**WHAT THE TASK ASKS**
Copy every line from the entries below that contains the word "tower".

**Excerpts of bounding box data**
━━━━━━━━━━━━━━━━━━━━

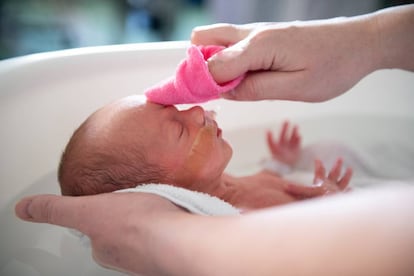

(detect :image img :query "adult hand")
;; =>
[15,193,185,275]
[191,5,414,102]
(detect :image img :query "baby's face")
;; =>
[90,96,232,184]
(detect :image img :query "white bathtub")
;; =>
[0,42,414,276]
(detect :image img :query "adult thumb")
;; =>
[15,195,82,231]
[207,45,249,84]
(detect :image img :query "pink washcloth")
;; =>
[145,45,243,105]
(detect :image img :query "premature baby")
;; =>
[58,96,352,211]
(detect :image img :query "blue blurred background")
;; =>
[0,0,413,59]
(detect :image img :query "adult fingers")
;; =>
[191,24,251,47]
[15,195,92,232]
[221,69,310,102]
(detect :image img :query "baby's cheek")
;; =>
[177,127,215,181]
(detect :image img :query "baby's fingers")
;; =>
[284,183,325,199]
[313,159,325,184]
[328,158,343,182]
[266,130,280,155]
[337,168,352,191]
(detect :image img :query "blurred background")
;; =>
[0,0,414,59]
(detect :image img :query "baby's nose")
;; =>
[185,106,205,125]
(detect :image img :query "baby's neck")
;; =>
[171,173,236,198]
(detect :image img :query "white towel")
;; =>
[116,184,240,216]
[69,184,240,247]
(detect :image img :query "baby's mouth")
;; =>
[204,110,222,137]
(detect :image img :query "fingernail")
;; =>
[15,198,33,220]
[220,89,236,99]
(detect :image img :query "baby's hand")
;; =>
[266,121,301,166]
[284,158,352,199]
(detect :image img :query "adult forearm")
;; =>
[372,5,414,71]
[170,185,414,276]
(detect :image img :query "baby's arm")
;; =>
[266,121,301,167]
[262,121,302,176]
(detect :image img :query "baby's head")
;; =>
[58,96,232,196]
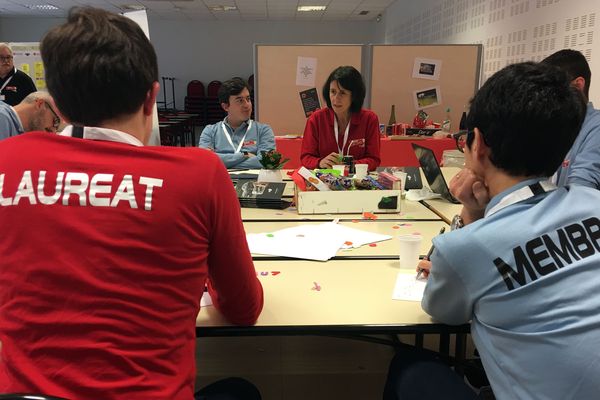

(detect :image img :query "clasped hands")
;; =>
[416,168,490,278]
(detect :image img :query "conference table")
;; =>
[275,135,456,168]
[196,169,469,360]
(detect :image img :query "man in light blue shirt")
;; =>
[198,78,275,169]
[542,49,600,189]
[384,63,600,400]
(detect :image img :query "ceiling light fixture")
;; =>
[208,5,237,11]
[298,6,327,12]
[25,4,58,11]
[121,4,146,11]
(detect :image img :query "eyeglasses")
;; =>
[233,96,252,105]
[452,130,473,153]
[44,101,60,131]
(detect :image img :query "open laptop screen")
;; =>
[411,143,460,204]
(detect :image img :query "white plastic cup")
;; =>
[354,164,369,179]
[333,164,346,176]
[392,171,408,192]
[398,235,423,269]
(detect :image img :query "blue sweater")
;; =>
[198,117,275,169]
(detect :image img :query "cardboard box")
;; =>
[295,188,401,214]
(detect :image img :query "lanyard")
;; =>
[333,115,350,156]
[221,119,252,153]
[0,69,15,93]
[485,180,556,217]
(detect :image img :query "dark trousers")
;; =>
[383,349,479,400]
[194,378,261,400]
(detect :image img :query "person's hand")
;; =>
[319,153,340,168]
[449,168,490,224]
[417,258,431,278]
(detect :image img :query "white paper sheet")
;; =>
[200,292,212,307]
[246,224,345,261]
[296,57,317,87]
[392,272,427,301]
[319,222,392,249]
[246,222,392,261]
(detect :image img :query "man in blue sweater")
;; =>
[542,49,600,189]
[199,78,275,169]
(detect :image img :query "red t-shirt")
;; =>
[0,132,263,400]
[300,108,381,171]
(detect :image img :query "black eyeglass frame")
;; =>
[44,100,60,130]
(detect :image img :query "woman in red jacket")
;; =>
[300,66,380,170]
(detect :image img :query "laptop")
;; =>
[377,167,423,190]
[411,143,460,204]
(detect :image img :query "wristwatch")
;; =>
[450,214,465,231]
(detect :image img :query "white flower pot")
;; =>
[257,169,283,182]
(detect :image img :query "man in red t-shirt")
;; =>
[0,8,263,400]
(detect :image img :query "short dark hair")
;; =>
[542,49,592,99]
[40,7,158,126]
[467,62,586,176]
[217,78,250,104]
[322,65,367,112]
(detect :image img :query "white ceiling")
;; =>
[0,0,395,20]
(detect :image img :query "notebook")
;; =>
[377,167,423,190]
[411,143,460,204]
[231,175,291,210]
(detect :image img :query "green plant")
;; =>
[259,150,290,169]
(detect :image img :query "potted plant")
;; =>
[257,150,290,182]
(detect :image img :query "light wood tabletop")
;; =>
[242,200,441,221]
[196,260,462,334]
[244,220,448,260]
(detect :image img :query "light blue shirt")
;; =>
[0,101,24,140]
[557,102,600,189]
[422,180,600,400]
[198,117,275,169]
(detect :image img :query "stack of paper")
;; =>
[246,222,392,261]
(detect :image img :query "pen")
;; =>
[415,227,446,280]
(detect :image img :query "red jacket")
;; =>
[0,132,263,400]
[300,108,381,171]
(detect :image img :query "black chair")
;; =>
[0,393,68,400]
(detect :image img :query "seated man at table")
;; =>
[0,43,37,106]
[542,49,600,189]
[0,92,60,140]
[384,63,600,400]
[0,8,263,400]
[199,78,275,169]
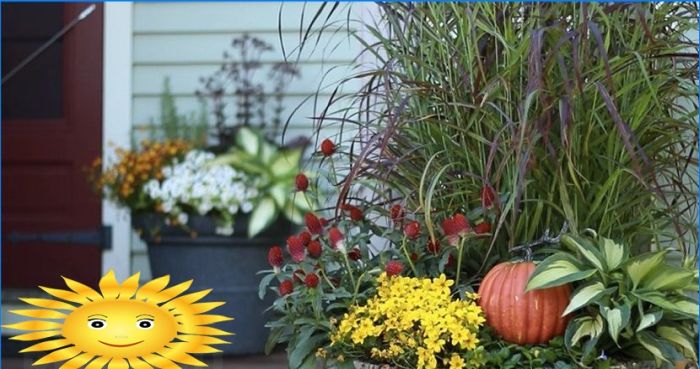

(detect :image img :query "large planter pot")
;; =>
[132,214,293,355]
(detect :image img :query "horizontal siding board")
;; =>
[133,32,359,64]
[132,96,352,126]
[134,2,360,33]
[132,64,359,96]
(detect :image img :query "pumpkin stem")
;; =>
[510,222,569,261]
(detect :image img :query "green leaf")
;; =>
[639,265,694,291]
[270,149,301,178]
[565,315,603,348]
[601,304,630,346]
[637,331,681,363]
[633,290,698,319]
[561,282,605,316]
[236,127,262,155]
[637,310,664,332]
[624,251,666,290]
[248,197,277,238]
[525,253,596,291]
[598,237,627,270]
[656,324,697,360]
[561,234,606,272]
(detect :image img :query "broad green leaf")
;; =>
[236,127,262,155]
[639,265,694,291]
[248,197,277,238]
[637,331,680,363]
[656,325,697,360]
[270,149,301,178]
[561,235,605,272]
[624,251,666,290]
[633,291,698,319]
[637,310,664,332]
[601,305,630,344]
[561,282,605,316]
[525,253,595,291]
[567,315,603,347]
[598,237,627,270]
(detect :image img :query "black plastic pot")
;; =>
[132,214,293,355]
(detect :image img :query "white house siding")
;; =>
[131,2,369,279]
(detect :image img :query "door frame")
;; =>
[102,2,133,280]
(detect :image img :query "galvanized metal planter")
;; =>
[132,214,292,355]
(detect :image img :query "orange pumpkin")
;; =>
[479,262,571,345]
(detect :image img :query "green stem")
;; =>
[401,235,418,276]
[455,237,466,290]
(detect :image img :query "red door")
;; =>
[2,3,102,288]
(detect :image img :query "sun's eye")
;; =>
[136,319,153,329]
[88,319,107,329]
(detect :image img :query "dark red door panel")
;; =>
[2,3,102,288]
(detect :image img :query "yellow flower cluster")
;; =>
[331,273,484,369]
[88,140,191,205]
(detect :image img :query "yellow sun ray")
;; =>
[130,357,153,369]
[20,338,73,352]
[85,356,109,369]
[107,357,129,369]
[119,273,141,300]
[10,330,61,341]
[32,346,80,365]
[99,270,119,300]
[158,349,207,366]
[8,271,232,369]
[39,286,90,305]
[58,352,95,369]
[10,309,67,319]
[19,297,75,310]
[151,279,192,304]
[2,320,63,331]
[142,354,180,369]
[136,275,170,300]
[61,277,102,301]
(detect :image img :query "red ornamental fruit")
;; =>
[479,262,571,345]
[287,236,306,263]
[299,231,311,246]
[389,204,404,223]
[280,279,294,296]
[425,240,440,254]
[267,246,284,268]
[304,213,323,234]
[474,222,491,234]
[292,269,306,283]
[328,227,345,249]
[384,260,403,277]
[306,240,323,259]
[294,173,309,192]
[348,248,362,261]
[481,186,496,209]
[343,204,364,222]
[321,139,335,157]
[403,220,420,240]
[304,273,318,288]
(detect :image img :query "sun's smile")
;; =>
[98,340,143,347]
[4,271,231,369]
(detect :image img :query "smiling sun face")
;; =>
[3,271,231,369]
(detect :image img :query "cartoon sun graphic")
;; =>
[3,271,231,369]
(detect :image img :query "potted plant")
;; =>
[261,3,698,369]
[90,35,310,354]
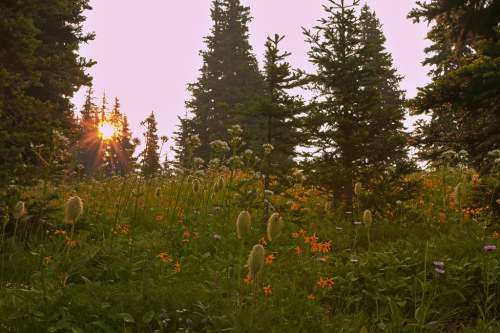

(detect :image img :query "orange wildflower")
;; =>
[243,275,253,285]
[266,254,276,264]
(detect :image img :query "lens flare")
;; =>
[98,121,117,140]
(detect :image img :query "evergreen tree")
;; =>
[409,0,500,170]
[304,0,406,205]
[76,87,102,174]
[139,111,160,176]
[116,115,140,176]
[249,35,303,189]
[0,0,93,186]
[176,0,262,160]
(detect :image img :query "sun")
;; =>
[98,121,117,140]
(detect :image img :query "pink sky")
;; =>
[73,0,430,158]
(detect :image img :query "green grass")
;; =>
[0,170,500,333]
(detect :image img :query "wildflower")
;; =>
[12,201,26,220]
[453,183,465,205]
[354,182,361,197]
[262,284,273,295]
[243,275,253,285]
[64,195,83,224]
[247,244,266,277]
[325,201,333,213]
[267,213,283,241]
[193,179,200,193]
[363,209,373,227]
[236,210,251,239]
[156,252,173,262]
[266,253,276,264]
[262,143,274,155]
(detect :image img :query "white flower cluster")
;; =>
[210,140,229,152]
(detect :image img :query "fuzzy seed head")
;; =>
[363,209,373,227]
[354,182,361,197]
[248,244,266,277]
[325,200,333,213]
[236,210,251,239]
[453,183,465,205]
[12,201,26,220]
[217,177,224,191]
[267,213,283,241]
[64,195,83,224]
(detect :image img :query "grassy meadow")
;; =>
[0,154,500,333]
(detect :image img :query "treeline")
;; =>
[0,0,500,203]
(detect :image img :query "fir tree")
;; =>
[0,0,93,186]
[304,0,406,205]
[408,0,500,171]
[139,112,160,176]
[249,35,303,189]
[176,0,262,160]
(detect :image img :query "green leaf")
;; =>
[142,311,155,324]
[92,321,115,333]
[118,312,135,323]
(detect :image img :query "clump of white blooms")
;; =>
[262,143,274,155]
[210,140,229,153]
[227,125,243,137]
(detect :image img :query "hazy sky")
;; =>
[73,0,429,158]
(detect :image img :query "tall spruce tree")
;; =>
[176,0,262,161]
[0,0,94,187]
[409,0,500,171]
[252,34,303,189]
[304,0,406,205]
[139,111,160,176]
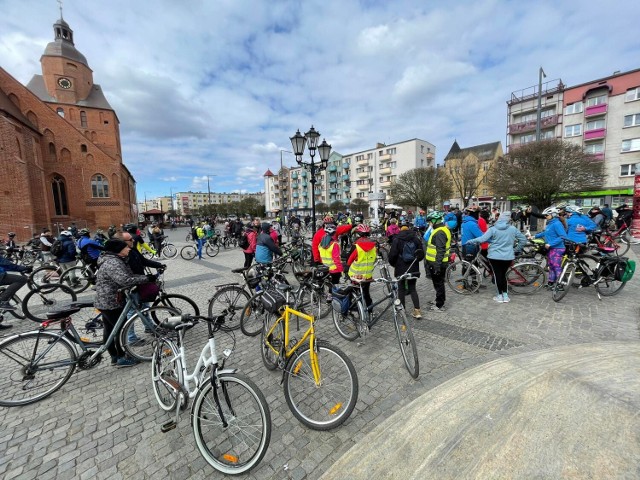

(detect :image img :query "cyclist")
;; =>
[463,211,527,303]
[389,224,426,318]
[347,223,376,308]
[535,207,568,288]
[425,212,451,312]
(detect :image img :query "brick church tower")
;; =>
[0,16,137,241]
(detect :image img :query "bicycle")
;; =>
[261,284,358,430]
[445,251,545,295]
[551,240,627,302]
[151,315,271,475]
[332,253,424,379]
[0,285,176,407]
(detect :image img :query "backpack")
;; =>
[49,238,62,258]
[400,242,416,263]
[238,232,249,250]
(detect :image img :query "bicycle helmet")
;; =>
[324,223,336,235]
[355,223,371,236]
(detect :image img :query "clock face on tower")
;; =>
[58,77,71,89]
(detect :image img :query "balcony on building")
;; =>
[584,128,607,140]
[584,103,607,118]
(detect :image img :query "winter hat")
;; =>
[104,238,128,253]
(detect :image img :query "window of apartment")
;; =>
[584,142,604,155]
[620,163,636,177]
[624,87,640,102]
[624,113,640,127]
[587,95,607,107]
[584,119,604,132]
[621,138,640,152]
[564,102,584,115]
[564,123,582,137]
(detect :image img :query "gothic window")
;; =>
[51,175,69,215]
[91,173,109,198]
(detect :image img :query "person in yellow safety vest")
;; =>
[425,212,451,312]
[318,223,343,285]
[347,223,377,309]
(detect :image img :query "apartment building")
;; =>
[507,69,640,207]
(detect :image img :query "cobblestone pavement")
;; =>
[0,229,640,480]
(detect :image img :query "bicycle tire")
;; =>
[151,338,187,412]
[161,243,178,258]
[191,373,272,475]
[151,293,200,322]
[394,306,420,379]
[180,245,198,260]
[209,285,251,331]
[445,260,482,295]
[240,292,268,337]
[260,315,284,370]
[0,332,77,407]
[551,263,576,302]
[284,340,358,430]
[507,262,545,295]
[22,283,78,322]
[60,266,91,293]
[120,306,180,362]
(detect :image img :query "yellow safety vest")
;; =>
[318,242,337,272]
[425,225,451,262]
[349,243,376,280]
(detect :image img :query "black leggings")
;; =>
[489,258,513,295]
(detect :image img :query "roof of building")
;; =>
[444,140,500,162]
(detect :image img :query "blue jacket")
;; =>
[535,217,569,248]
[567,213,596,243]
[463,220,527,260]
[58,235,76,263]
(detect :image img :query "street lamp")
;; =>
[290,125,331,235]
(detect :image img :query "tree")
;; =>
[390,167,451,210]
[489,139,605,208]
[447,155,491,207]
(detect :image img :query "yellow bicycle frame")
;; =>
[265,305,321,386]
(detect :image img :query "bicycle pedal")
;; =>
[160,420,178,433]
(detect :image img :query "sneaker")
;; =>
[116,357,140,368]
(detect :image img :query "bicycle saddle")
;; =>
[47,304,80,320]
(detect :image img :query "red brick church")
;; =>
[0,14,137,242]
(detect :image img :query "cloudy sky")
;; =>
[0,0,640,198]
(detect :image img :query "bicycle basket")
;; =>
[262,288,287,314]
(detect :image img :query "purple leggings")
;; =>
[547,247,564,283]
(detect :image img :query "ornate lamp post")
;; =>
[290,125,331,235]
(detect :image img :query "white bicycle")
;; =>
[151,314,271,475]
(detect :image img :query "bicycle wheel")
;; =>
[240,292,268,337]
[151,338,187,412]
[191,373,271,475]
[507,262,545,295]
[0,332,77,407]
[151,293,200,323]
[60,266,91,293]
[260,314,284,370]
[394,305,420,378]
[162,243,178,258]
[284,341,358,430]
[551,263,576,302]
[120,307,180,362]
[22,284,78,322]
[209,285,251,330]
[445,260,482,295]
[204,242,220,257]
[180,245,198,260]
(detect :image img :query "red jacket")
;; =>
[311,225,351,263]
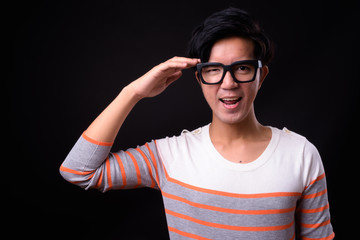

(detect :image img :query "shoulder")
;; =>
[156,125,208,148]
[272,127,318,154]
[156,125,209,165]
[276,128,324,185]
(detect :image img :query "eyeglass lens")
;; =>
[201,63,256,83]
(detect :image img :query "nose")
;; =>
[221,71,239,89]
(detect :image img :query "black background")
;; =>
[9,0,359,239]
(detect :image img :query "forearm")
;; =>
[85,85,140,142]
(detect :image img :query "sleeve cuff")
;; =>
[81,132,114,147]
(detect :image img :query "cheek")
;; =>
[201,84,217,107]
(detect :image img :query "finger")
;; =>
[166,71,182,86]
[168,57,200,66]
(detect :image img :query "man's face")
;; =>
[198,37,268,124]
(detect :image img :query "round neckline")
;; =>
[203,123,279,171]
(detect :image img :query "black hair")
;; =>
[187,7,274,65]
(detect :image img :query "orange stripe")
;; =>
[60,165,95,175]
[299,204,329,213]
[162,191,296,215]
[95,168,103,188]
[113,153,126,189]
[81,132,113,147]
[69,172,95,184]
[304,173,325,190]
[136,148,155,188]
[168,227,210,240]
[300,219,330,228]
[145,140,160,188]
[164,167,301,198]
[165,209,294,232]
[301,232,335,240]
[301,189,327,199]
[105,158,112,189]
[126,151,141,188]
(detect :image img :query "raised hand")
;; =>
[128,57,200,99]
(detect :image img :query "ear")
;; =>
[259,65,269,89]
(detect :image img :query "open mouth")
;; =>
[220,97,242,106]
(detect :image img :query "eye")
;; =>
[237,66,250,72]
[233,64,254,74]
[202,66,222,74]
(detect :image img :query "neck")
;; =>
[210,107,266,144]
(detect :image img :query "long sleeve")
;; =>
[60,134,159,192]
[296,143,335,240]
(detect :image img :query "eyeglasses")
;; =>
[196,60,262,85]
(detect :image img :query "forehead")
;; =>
[209,37,254,64]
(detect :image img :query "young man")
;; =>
[60,8,334,240]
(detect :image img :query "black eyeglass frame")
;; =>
[196,60,262,85]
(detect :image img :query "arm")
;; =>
[60,57,198,191]
[296,142,335,240]
[85,57,199,142]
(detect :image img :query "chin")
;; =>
[213,113,245,125]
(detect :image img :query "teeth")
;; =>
[221,97,240,101]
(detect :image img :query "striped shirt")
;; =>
[60,125,335,240]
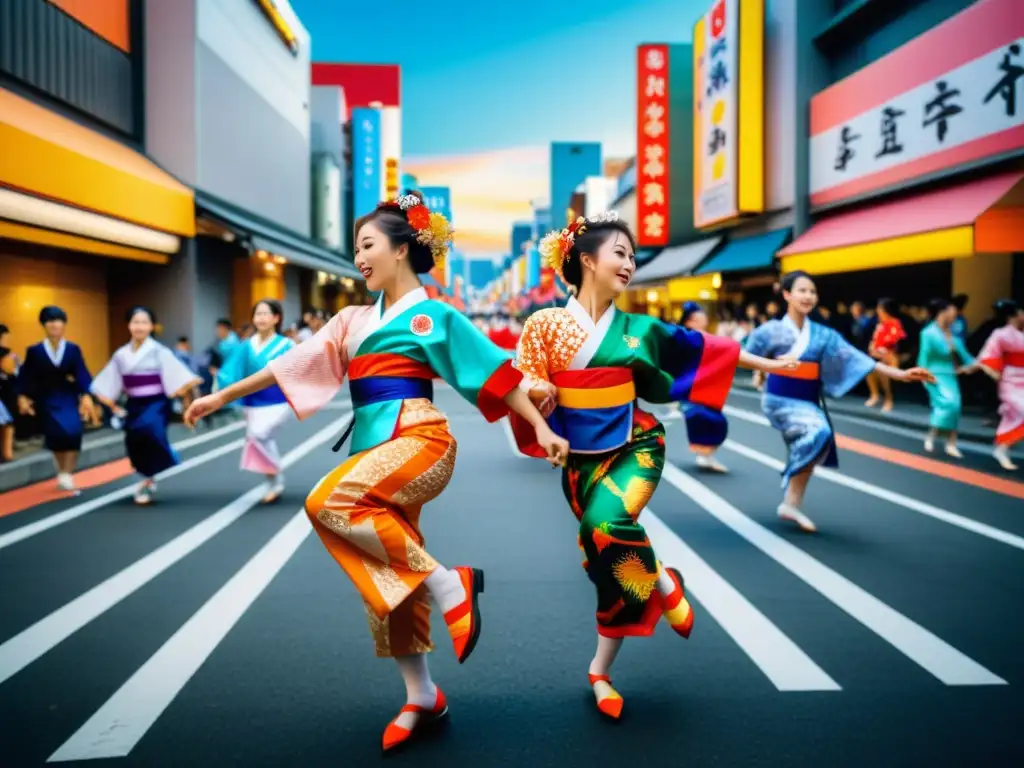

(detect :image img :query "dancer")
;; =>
[92,306,202,506]
[15,306,98,493]
[918,299,999,459]
[185,195,568,751]
[511,212,794,718]
[746,271,934,534]
[217,299,295,504]
[978,299,1024,472]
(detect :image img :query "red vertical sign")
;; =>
[636,45,669,246]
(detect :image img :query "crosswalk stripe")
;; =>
[47,510,310,763]
[663,464,1007,685]
[0,420,343,684]
[640,508,841,691]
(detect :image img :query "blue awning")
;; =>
[694,227,792,274]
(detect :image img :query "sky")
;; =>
[290,0,712,255]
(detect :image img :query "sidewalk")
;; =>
[0,412,241,494]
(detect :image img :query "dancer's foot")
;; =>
[777,502,818,534]
[444,565,483,664]
[662,568,693,639]
[587,674,623,720]
[381,688,447,752]
[992,445,1017,472]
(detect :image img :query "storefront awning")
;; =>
[779,172,1024,274]
[694,227,792,274]
[631,238,722,288]
[0,88,196,258]
[196,189,362,280]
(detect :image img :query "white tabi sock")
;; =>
[423,565,466,613]
[394,653,437,730]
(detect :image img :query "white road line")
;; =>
[640,509,841,691]
[48,511,310,763]
[724,440,1024,550]
[664,464,1007,685]
[0,440,245,550]
[0,422,339,684]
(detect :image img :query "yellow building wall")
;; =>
[0,247,111,364]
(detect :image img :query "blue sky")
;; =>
[291,0,712,158]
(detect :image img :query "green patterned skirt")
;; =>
[562,409,665,637]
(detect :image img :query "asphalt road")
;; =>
[0,390,1024,768]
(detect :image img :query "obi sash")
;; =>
[548,368,637,454]
[765,362,821,403]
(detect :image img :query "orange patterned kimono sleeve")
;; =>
[268,307,354,419]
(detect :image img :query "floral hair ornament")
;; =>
[381,195,455,265]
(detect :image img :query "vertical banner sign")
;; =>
[352,109,381,218]
[693,0,764,227]
[637,45,669,247]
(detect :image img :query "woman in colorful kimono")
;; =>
[746,271,932,532]
[92,306,202,506]
[979,299,1024,472]
[185,195,568,751]
[217,299,295,504]
[511,213,793,718]
[918,299,999,459]
[15,306,97,493]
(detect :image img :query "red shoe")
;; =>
[587,675,623,720]
[381,688,447,752]
[444,565,483,664]
[662,568,693,638]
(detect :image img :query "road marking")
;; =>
[0,422,246,517]
[640,508,842,691]
[724,440,1024,550]
[0,415,339,684]
[47,510,310,763]
[663,464,1007,685]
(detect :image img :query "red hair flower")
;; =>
[406,205,430,230]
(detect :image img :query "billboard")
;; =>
[637,45,669,247]
[352,108,383,218]
[693,0,764,227]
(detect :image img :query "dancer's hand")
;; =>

━━━━━━━━━━━━━━━━━━━━

**FINISHED ANSWER**
(detect :image img :query "brick church tower")
(detect :image img :query "clock face on tower")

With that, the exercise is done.